**Source passage**.
▶
Situating gender as domestication is a way to understand gender violence outside of an essentialist and white framework. Without this understanding, all theories which attribute some natural dimension to sex/gender (from eco-feminist to Marxist feminist) are structurally unable to account for the violence, capture, and exclusion experienced by anyone who deviates from the gender binary or the heterosexual matrix. These ideologies will expand to pay lip-service to queer and trans people, but they never alter the structure of their theory. This amounts to little more than the liberal politics of inclusion. If, however, we understand gender as something which captures us, rather than something natural to us (or extracted from our biological existence), we can begin to analyze all the methods of domination experienced by queer or transgender people. Brutality and exclusion come to be recognized as the policing methods by which individuals remain captured; assimilation and exploitation represent a more sophisticated capture. From here I can see the line which binds together the boys who called me faggot as a teenager and the gay men who would pay me for sex a few years later. Everything about the refusal of gender follows from this. The criticism of identity, assimilation, medicalization or any technique of the self becomes meaningful once it is placed in this continuum. [2]

In response to the second criticism, I avoided using ‘gender binary’ and ‘gender roles’ in my writing in order to frame my argument as attacking the material base of gender and not its branches. That is to say, gender roles are just the essence of gender and cannot be abolished without the abolition of gender (how can you have men, women, non-binaries, without a knowledge of what a ‘man’/’woman’/’non-binary’/whatever is? You can’t). As for the gender binary, it is not essential to the domestication of gender, since even those who claim to be outside the binary still fulfill their gendered roles (even if they don’t see them as roles // power doesn’t care how you want to interact with it). Civilization can take into account, normalize, categorize, and domesticate any gender so long as it advances Civilization (more commodities to sell, new markets to explore, etc).
◀
Data excerpts
▶
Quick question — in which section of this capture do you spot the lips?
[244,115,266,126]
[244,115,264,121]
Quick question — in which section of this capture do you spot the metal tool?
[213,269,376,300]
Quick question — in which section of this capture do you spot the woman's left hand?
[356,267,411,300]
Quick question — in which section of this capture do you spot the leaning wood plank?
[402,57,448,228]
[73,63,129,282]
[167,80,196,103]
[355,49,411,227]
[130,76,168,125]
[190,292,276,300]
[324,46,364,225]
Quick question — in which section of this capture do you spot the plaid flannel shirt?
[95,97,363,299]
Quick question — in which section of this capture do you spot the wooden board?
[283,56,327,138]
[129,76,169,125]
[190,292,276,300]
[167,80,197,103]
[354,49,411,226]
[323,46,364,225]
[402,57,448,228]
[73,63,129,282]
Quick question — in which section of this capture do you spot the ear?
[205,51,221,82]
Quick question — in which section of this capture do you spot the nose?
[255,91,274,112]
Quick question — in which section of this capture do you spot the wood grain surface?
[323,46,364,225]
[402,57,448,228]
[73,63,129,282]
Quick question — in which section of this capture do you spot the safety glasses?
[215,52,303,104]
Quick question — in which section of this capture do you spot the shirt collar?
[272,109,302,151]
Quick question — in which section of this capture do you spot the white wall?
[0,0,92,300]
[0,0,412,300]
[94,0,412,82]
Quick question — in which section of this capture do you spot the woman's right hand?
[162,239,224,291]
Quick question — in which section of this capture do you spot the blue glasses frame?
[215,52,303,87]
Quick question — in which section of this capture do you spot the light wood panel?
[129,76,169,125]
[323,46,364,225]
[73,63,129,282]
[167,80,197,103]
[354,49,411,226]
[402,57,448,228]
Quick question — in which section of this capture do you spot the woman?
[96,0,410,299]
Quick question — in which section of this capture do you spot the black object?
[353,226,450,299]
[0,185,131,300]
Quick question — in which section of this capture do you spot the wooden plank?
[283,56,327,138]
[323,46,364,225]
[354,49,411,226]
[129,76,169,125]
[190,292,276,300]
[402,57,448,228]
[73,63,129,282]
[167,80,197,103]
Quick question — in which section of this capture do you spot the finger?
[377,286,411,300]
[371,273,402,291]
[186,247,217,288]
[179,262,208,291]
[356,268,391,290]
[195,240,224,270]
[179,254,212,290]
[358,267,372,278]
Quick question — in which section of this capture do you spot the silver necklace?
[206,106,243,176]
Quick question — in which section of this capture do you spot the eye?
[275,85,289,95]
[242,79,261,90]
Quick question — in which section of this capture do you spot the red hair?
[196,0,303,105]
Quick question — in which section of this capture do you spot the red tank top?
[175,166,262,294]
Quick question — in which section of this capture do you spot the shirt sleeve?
◀
From the passage on gender as domestication, extract word for word the stretch that begins with "In response to" and ends with "to explore, etc).".

In response to the second criticism, I avoided using ‘gender binary’ and ‘gender roles’ in my writing in order to frame my argument as attacking the material base of gender and not its branches. That is to say, gender roles are just the essence of gender and cannot be abolished without the abolition of gender (how can you have men, women, non-binaries, without a knowledge of what a ‘man’/’woman’/’non-binary’/whatever is? You can’t). As for the gender binary, it is not essential to the domestication of gender, since even those who claim to be outside the binary still fulfill their gendered roles (even if they don’t see them as roles // power doesn’t care how you want to interact with it). Civilization can take into account, normalize, categorize, and domesticate any gender so long as it advances Civilization (more commodities to sell, new markets to explore, etc).